Saved entries:
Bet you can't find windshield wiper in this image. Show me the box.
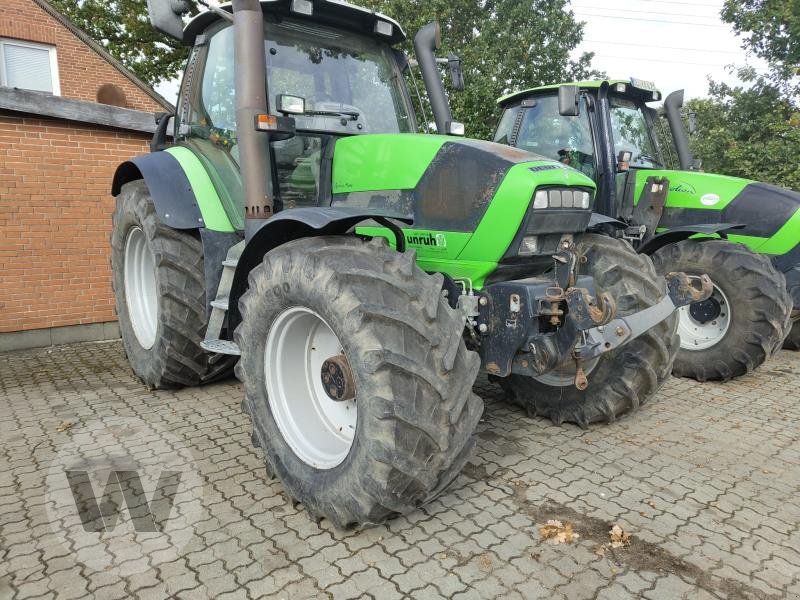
[635,153,663,167]
[303,109,360,120]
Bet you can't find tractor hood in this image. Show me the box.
[634,168,800,253]
[330,134,597,284]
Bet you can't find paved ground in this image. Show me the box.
[1,341,799,600]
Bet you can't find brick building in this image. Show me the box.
[0,0,172,351]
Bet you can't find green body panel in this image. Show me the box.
[459,162,594,263]
[633,169,751,210]
[332,134,453,194]
[728,209,800,254]
[633,169,800,256]
[165,146,235,232]
[349,143,596,288]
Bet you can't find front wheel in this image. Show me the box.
[499,234,679,428]
[652,240,792,380]
[235,236,483,528]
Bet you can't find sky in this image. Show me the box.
[569,0,766,100]
[156,0,765,105]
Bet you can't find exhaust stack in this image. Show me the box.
[413,22,453,135]
[664,90,694,171]
[232,0,274,241]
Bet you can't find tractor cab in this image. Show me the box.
[173,3,418,222]
[494,79,669,222]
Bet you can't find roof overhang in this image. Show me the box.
[497,79,663,107]
[183,0,406,46]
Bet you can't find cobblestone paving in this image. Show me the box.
[1,340,799,599]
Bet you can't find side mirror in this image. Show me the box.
[558,85,580,117]
[687,111,698,135]
[146,0,188,41]
[447,54,464,91]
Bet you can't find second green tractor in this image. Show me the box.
[493,80,798,381]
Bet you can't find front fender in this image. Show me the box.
[227,207,411,334]
[637,223,745,255]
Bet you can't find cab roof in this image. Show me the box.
[184,0,406,46]
[497,79,663,107]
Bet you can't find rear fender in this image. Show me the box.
[227,207,412,335]
[637,223,744,255]
[111,148,234,232]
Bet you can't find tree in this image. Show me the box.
[686,75,800,190]
[49,0,197,86]
[51,0,595,138]
[359,0,597,138]
[721,0,800,95]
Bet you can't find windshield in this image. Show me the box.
[608,95,663,168]
[266,20,413,134]
[494,94,596,179]
[198,21,413,137]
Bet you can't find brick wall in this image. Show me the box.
[0,116,151,333]
[0,0,165,112]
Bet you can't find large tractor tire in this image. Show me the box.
[652,240,792,381]
[499,234,678,428]
[235,236,483,528]
[782,266,800,350]
[111,180,236,389]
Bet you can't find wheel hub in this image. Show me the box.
[688,297,722,324]
[264,307,357,470]
[321,355,356,402]
[123,226,158,350]
[677,282,731,351]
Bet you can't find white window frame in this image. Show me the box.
[0,38,61,96]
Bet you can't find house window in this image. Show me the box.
[0,39,60,95]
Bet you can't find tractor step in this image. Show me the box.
[200,339,241,356]
[203,240,244,356]
[210,298,229,310]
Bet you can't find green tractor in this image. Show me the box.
[111,2,709,527]
[493,80,798,381]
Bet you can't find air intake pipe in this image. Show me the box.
[664,89,693,171]
[413,22,453,135]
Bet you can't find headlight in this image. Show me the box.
[518,236,538,256]
[533,188,591,210]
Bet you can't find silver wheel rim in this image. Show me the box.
[264,307,357,469]
[533,357,599,387]
[123,226,158,350]
[678,283,731,351]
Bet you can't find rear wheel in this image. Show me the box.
[235,236,483,528]
[499,234,679,428]
[652,240,792,380]
[111,180,235,388]
[782,266,800,350]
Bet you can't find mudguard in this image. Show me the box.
[637,223,745,255]
[226,207,412,334]
[111,148,234,232]
[112,151,204,229]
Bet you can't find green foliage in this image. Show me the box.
[681,0,800,190]
[49,0,594,138]
[687,77,800,190]
[48,0,196,86]
[359,0,597,139]
[722,0,800,91]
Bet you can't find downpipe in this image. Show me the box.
[413,22,453,134]
[231,0,274,242]
[664,90,694,171]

■ Your assignment
All entries above should be returned exactly, apart from their pictures.

■ Response to this exercise
Bet you can't find windshield wiper in this image. Show me the box.
[635,153,663,167]
[303,109,360,120]
Bet you can't find tractor hood in this image. Show me the box.
[634,168,800,253]
[330,134,597,284]
Bet you can't find paved ground in this image. Show me the box.
[1,341,799,600]
Bet you can't find brick building in this image. Show me the box.
[0,0,172,351]
Bet you can't find green body panel in this image. Show me the box.
[459,162,594,263]
[633,169,751,210]
[332,134,453,194]
[728,209,800,254]
[633,169,800,256]
[165,146,235,232]
[349,143,596,288]
Bet you can't find front wheel in this image. Show me the box.
[499,234,679,428]
[652,240,792,380]
[235,236,483,528]
Bet you can't find sky in this image. Show me the box.
[569,0,766,100]
[156,0,765,105]
Bet you can't find exhaust stack in this image. Show me the box.
[413,22,453,135]
[664,90,694,171]
[232,0,274,241]
Bet you can't find tractor cab in this image. Show me the box.
[173,3,418,222]
[494,79,669,222]
Bet you can't find roof overhang in this image. Show me the box.
[497,79,663,107]
[183,0,406,46]
Bet you can't find cobblestone paving in this image. Show me the box.
[1,340,799,599]
Bet you can't find side mirror in this image. Show me the box.
[558,85,580,117]
[687,111,698,135]
[146,0,188,41]
[447,54,464,91]
Bet you can't find second green tractor in this image. Show me the box.
[493,80,798,381]
Bet you can't find front fender in this image. Show me the box.
[227,207,411,334]
[637,223,745,255]
Bet you can't find cab roof in this image. Show me the box.
[184,0,406,46]
[497,79,663,107]
Bet you can't find rear fender in this image. Show me the box.
[227,207,412,335]
[637,223,744,255]
[111,148,234,232]
Bet you can't find tree in this image. Show me the box.
[686,75,800,190]
[49,0,197,86]
[51,0,595,138]
[359,0,597,138]
[721,0,800,95]
Bet you can't find windshield in this image. Show me the box.
[608,95,663,168]
[266,20,413,134]
[494,94,596,179]
[198,21,413,137]
Bet you can't find brick wall in this image. Show me the box.
[0,116,151,333]
[0,0,165,112]
Bet you can't find large tractor tire in this image. Show me the box.
[652,240,792,381]
[499,234,678,428]
[235,236,483,528]
[782,266,800,350]
[111,180,236,389]
Bet you can't find wheel hub in this image. Show me the box.
[688,297,722,324]
[264,307,357,470]
[321,355,356,402]
[123,226,158,350]
[677,282,731,351]
Bet you can't find white window frame in this image. Show me the box.
[0,38,61,96]
Bet you can't find house window in this image. Show me the box.
[0,39,60,95]
Bet you can't find tractor step in this image. Show me the box.
[200,339,241,356]
[203,240,244,356]
[210,298,229,310]
Bet you can't find green tractor in this image. Show me the box.
[111,2,709,527]
[493,80,798,381]
Bet you can't find air intake pipe in this image. Show me the box.
[664,89,693,171]
[413,22,453,135]
Bet you can't find headlight in this image. Show me the box.
[518,236,538,256]
[533,188,591,210]
Bet you can't find silver wheel rim in this image. Show me the box.
[264,307,357,469]
[533,357,599,387]
[123,226,158,350]
[678,283,731,351]
Bet you can't find rear wheel in this image. Show me the box.
[235,236,483,528]
[499,234,679,428]
[652,240,792,380]
[111,180,235,388]
[782,266,800,350]
Bet you can't find mudguard in this image. Show me the box.
[637,223,745,255]
[226,207,412,334]
[111,148,234,232]
[112,151,204,229]
Bet you can't find green foliage in this image. Show me the box.
[681,0,800,190]
[49,0,594,138]
[687,77,800,190]
[48,0,196,86]
[359,0,597,139]
[722,0,800,91]
Bet you can't find downpipe in this image. Show me the box.
[413,22,453,134]
[231,0,274,242]
[664,90,694,171]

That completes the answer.